» YOUR INSTRUCTIONS: Write the material out again in full, exactly.

(Dataset rows)
— begin —

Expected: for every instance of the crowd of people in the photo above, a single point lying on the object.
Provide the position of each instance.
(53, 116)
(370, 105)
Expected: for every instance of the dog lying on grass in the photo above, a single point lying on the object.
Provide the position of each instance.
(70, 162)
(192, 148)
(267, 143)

— end —

» EXPECTED OUTPUT:
Expected: for every instance of the crowd of people in the photo above, a single point lying on the object.
Provide the position of each instance.
(53, 116)
(370, 105)
Expected: for every instance of the dog lying on grass in the photo above, a single point lying on the object.
Provide the position of each instance.
(70, 162)
(192, 148)
(267, 143)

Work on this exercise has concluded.